Exercise prompt —
With the pictures set aside, return the lines below exactly, beginning at the first and ending at the line containing "Target: woman's forearm".

Saved entries:
== == ==

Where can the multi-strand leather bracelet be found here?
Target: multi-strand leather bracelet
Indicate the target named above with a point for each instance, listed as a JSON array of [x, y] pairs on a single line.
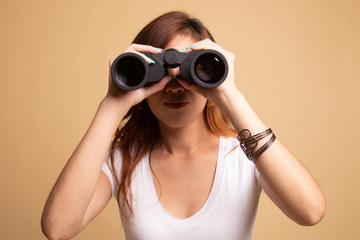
[[248, 143]]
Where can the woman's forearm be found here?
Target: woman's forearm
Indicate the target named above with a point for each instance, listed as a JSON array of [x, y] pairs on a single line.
[[284, 179]]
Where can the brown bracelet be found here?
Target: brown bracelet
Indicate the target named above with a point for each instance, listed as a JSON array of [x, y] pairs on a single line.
[[248, 143]]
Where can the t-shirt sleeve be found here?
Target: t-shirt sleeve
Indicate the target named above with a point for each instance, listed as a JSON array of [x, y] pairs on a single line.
[[107, 169]]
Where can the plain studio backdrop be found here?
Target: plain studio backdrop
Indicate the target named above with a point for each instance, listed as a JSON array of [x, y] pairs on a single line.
[[297, 62]]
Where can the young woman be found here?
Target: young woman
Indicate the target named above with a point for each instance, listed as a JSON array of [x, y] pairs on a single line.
[[175, 165]]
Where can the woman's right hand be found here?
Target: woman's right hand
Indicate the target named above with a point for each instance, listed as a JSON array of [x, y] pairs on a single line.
[[134, 97]]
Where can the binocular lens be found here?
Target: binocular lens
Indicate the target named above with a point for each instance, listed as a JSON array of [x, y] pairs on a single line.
[[130, 71], [209, 68]]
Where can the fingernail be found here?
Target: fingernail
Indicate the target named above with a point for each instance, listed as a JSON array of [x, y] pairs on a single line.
[[152, 61]]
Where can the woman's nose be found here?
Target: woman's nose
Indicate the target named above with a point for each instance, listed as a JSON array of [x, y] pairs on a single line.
[[174, 72], [173, 86]]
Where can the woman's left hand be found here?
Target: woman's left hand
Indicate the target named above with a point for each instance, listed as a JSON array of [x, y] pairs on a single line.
[[228, 87]]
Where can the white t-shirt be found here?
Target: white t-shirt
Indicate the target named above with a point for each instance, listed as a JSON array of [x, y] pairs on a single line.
[[228, 213]]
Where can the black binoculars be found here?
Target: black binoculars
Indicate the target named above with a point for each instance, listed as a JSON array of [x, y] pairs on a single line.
[[207, 68]]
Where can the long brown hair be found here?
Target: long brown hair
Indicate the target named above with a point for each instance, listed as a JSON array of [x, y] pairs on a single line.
[[139, 133]]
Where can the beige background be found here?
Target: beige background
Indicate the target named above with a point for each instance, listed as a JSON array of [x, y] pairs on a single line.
[[297, 62]]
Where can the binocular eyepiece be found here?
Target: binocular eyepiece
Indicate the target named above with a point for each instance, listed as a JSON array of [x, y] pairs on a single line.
[[207, 68]]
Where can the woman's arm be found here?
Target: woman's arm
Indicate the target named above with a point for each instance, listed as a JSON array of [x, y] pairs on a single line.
[[82, 189], [288, 184]]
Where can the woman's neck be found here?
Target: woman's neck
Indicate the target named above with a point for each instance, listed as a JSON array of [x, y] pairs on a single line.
[[186, 140]]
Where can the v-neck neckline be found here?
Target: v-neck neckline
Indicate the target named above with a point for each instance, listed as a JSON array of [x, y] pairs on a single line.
[[208, 205]]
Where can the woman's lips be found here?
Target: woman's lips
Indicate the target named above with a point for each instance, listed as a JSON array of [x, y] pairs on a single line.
[[175, 105]]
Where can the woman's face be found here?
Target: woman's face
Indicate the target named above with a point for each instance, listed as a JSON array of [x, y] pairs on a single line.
[[174, 106]]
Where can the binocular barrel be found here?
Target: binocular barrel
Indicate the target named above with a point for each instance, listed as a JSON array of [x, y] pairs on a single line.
[[207, 68]]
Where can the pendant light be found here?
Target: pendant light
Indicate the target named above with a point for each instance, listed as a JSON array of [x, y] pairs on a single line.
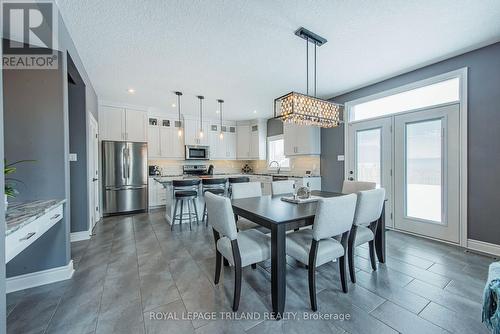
[[201, 114], [304, 109], [221, 135], [179, 94]]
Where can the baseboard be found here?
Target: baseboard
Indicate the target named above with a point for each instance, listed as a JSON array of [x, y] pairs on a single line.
[[38, 278], [79, 236], [484, 247]]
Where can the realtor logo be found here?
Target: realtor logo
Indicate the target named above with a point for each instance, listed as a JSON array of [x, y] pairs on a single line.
[[29, 34]]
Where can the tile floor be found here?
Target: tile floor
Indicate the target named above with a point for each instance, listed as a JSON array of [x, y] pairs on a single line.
[[134, 273]]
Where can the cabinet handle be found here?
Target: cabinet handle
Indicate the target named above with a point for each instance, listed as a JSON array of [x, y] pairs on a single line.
[[29, 235]]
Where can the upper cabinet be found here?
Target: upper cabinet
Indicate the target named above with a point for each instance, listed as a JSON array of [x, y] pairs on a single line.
[[192, 132], [163, 138], [122, 124], [301, 139], [251, 140]]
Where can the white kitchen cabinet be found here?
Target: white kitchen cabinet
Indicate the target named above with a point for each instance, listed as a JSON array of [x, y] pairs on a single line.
[[122, 124], [243, 142], [192, 132], [301, 139], [163, 138]]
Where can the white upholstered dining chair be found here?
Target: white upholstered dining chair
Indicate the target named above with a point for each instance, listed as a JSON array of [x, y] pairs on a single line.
[[368, 212], [317, 246], [350, 187], [282, 187], [240, 249]]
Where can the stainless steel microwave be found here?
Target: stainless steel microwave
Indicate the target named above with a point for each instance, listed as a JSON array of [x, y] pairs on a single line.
[[196, 152]]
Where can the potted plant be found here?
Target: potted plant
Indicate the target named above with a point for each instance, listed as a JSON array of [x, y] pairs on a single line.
[[10, 183]]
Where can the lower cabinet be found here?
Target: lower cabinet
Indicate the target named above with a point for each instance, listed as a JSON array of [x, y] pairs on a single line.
[[156, 193]]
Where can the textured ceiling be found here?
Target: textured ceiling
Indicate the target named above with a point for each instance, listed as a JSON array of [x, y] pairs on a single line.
[[245, 52]]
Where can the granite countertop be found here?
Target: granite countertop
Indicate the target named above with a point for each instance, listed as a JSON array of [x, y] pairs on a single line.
[[21, 214]]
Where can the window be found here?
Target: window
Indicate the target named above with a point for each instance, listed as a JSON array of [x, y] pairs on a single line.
[[426, 96], [276, 152]]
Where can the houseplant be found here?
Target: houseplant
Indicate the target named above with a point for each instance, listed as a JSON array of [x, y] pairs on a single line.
[[10, 183]]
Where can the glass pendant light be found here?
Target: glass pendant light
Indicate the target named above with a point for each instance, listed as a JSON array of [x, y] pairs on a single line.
[[179, 94], [201, 115], [303, 109], [221, 135]]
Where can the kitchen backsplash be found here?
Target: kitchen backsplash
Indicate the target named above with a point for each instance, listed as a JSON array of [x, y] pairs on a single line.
[[299, 165]]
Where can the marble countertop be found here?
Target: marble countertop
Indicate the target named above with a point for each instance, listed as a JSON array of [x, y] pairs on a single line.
[[21, 214]]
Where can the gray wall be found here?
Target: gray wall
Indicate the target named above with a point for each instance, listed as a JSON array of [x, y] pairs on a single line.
[[2, 214], [274, 127], [78, 146], [34, 129], [483, 135]]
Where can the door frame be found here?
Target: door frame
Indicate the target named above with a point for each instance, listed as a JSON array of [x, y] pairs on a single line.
[[93, 216], [461, 74]]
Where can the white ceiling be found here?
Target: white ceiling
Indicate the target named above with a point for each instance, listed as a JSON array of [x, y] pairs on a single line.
[[246, 53]]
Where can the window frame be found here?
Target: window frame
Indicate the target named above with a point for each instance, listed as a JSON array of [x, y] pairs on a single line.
[[268, 158]]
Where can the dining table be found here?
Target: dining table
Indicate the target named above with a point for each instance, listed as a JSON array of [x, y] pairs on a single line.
[[279, 217]]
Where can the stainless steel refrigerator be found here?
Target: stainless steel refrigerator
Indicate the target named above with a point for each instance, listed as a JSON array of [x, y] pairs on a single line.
[[125, 177]]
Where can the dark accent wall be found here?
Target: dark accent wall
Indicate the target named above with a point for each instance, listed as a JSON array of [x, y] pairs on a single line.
[[274, 127], [35, 129], [78, 145], [483, 135]]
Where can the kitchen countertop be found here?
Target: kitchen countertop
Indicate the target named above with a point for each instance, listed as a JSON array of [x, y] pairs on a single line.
[[21, 214]]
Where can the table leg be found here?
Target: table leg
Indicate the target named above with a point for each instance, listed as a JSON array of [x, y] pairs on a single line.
[[380, 237], [278, 269]]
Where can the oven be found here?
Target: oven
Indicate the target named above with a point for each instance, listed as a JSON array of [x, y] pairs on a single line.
[[196, 152]]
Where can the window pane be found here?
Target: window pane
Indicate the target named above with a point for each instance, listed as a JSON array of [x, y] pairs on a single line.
[[438, 93], [276, 152], [368, 155], [423, 170]]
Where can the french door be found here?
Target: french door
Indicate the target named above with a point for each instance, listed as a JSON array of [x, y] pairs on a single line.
[[370, 157], [426, 165], [415, 157]]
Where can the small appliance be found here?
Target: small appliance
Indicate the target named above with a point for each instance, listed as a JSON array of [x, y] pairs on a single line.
[[196, 152]]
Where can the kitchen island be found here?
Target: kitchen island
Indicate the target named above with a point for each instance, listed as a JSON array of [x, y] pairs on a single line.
[[264, 178]]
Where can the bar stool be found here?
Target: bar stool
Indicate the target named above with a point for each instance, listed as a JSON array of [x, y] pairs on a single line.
[[239, 179], [185, 190], [214, 186]]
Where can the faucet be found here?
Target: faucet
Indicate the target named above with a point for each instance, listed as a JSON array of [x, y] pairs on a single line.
[[277, 163]]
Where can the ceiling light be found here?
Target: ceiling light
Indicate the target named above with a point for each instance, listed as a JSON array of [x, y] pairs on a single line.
[[304, 109]]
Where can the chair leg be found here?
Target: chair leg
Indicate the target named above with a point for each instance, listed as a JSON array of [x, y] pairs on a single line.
[[180, 216], [350, 253], [237, 275], [196, 212], [173, 216], [312, 277], [371, 246], [343, 277]]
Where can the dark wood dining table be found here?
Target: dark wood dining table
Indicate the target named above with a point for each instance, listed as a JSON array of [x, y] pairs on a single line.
[[280, 216]]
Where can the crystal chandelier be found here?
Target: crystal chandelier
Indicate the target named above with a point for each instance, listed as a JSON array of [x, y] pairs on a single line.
[[304, 109]]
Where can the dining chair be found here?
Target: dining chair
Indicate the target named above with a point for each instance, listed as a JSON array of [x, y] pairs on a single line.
[[239, 248], [317, 246], [368, 211], [283, 187], [350, 187]]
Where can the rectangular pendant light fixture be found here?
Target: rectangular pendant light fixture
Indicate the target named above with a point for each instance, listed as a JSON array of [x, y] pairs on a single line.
[[303, 109]]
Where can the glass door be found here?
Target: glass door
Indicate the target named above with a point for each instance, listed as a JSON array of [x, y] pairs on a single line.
[[370, 156], [426, 164]]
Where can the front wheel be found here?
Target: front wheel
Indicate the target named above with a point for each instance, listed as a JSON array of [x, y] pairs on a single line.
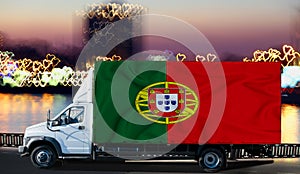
[[212, 160], [43, 157]]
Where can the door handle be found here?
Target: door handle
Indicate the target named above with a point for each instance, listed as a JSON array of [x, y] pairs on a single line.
[[81, 127]]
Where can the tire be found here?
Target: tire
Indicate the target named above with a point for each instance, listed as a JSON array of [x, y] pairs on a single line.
[[43, 157], [212, 160]]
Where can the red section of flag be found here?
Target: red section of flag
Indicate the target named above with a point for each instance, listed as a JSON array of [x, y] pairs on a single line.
[[249, 92]]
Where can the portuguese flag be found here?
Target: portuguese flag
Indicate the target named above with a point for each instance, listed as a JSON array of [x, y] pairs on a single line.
[[157, 102]]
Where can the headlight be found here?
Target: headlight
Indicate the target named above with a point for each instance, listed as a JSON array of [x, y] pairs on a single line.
[[26, 140]]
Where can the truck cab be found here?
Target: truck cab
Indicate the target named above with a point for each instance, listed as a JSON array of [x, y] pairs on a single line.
[[66, 135]]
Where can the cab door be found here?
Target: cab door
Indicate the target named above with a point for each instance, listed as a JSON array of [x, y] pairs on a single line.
[[71, 131]]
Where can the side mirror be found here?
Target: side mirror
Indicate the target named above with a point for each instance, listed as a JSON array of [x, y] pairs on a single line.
[[48, 115]]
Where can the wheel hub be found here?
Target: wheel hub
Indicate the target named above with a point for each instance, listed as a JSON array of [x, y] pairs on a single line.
[[43, 157]]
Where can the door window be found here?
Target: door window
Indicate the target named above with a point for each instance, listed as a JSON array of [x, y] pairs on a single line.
[[72, 115]]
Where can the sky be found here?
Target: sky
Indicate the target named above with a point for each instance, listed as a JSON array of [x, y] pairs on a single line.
[[232, 26]]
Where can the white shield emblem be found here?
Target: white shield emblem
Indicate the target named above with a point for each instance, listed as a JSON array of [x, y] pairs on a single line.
[[166, 102]]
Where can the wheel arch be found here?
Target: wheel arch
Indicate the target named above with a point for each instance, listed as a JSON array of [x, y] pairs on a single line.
[[51, 142]]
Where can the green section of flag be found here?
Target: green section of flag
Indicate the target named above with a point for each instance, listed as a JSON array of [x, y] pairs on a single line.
[[116, 87]]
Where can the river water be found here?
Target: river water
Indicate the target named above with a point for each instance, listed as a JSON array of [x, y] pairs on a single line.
[[17, 111]]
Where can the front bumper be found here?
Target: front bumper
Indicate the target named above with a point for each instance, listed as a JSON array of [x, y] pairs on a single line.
[[23, 151]]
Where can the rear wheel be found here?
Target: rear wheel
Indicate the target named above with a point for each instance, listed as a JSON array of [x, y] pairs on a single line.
[[212, 160], [43, 157]]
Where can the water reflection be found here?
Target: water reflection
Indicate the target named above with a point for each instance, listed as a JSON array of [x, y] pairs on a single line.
[[21, 110]]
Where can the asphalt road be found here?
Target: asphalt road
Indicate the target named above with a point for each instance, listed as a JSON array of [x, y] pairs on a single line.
[[11, 162]]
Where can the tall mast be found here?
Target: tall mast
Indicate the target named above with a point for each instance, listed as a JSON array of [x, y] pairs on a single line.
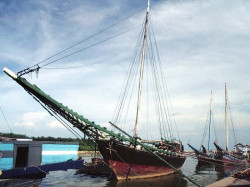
[[226, 121], [210, 120], [141, 73]]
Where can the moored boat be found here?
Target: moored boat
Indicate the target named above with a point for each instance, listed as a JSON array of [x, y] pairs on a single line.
[[127, 155]]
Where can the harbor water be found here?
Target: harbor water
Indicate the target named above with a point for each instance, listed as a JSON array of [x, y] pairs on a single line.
[[202, 174]]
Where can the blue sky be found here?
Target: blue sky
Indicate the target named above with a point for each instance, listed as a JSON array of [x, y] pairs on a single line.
[[202, 45]]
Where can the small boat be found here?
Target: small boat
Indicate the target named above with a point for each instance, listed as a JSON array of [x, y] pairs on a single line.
[[228, 157], [39, 172], [25, 158]]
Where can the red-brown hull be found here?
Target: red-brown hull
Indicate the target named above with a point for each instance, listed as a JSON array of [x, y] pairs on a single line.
[[130, 163], [133, 171]]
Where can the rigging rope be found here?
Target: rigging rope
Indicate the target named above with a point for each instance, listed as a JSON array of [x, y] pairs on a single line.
[[28, 70]]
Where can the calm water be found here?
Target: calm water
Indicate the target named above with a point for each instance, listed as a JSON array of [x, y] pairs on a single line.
[[202, 174]]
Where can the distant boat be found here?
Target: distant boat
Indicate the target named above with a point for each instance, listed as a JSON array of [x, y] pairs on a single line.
[[24, 158], [228, 157], [204, 155]]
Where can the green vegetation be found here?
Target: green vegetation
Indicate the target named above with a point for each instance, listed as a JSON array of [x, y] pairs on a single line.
[[84, 144]]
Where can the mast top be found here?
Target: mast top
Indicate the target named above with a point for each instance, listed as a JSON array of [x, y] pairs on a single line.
[[148, 5]]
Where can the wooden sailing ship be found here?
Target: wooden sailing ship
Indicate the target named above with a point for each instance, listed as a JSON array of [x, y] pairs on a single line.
[[221, 156], [129, 156]]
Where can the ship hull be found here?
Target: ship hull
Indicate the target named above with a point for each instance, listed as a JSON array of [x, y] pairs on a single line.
[[130, 163]]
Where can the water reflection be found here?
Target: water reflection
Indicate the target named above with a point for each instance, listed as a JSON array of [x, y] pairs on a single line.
[[203, 174]]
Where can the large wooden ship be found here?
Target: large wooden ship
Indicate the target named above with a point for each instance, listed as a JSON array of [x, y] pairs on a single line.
[[129, 156]]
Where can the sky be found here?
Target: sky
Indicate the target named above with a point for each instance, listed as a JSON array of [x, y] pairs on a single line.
[[202, 46]]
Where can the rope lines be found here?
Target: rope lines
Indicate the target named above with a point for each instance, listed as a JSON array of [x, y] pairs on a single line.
[[37, 66]]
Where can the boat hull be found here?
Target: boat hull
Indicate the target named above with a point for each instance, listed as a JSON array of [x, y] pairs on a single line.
[[130, 163], [208, 160]]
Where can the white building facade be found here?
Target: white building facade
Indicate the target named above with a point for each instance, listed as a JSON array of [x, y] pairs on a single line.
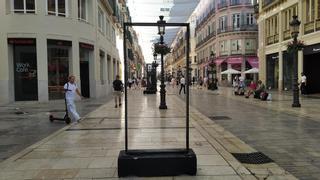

== == ==

Solution for this problem —
Where can the multi-strand leather bracelet be found here?
Target: multi-strand leather bracelet
Indicate the target named above with a point for each instance, listed as a JSON array of [x, y] pairs on a single line.
[[248, 143]]
Where can the woman's forearm be found here?
Target: woman's forearm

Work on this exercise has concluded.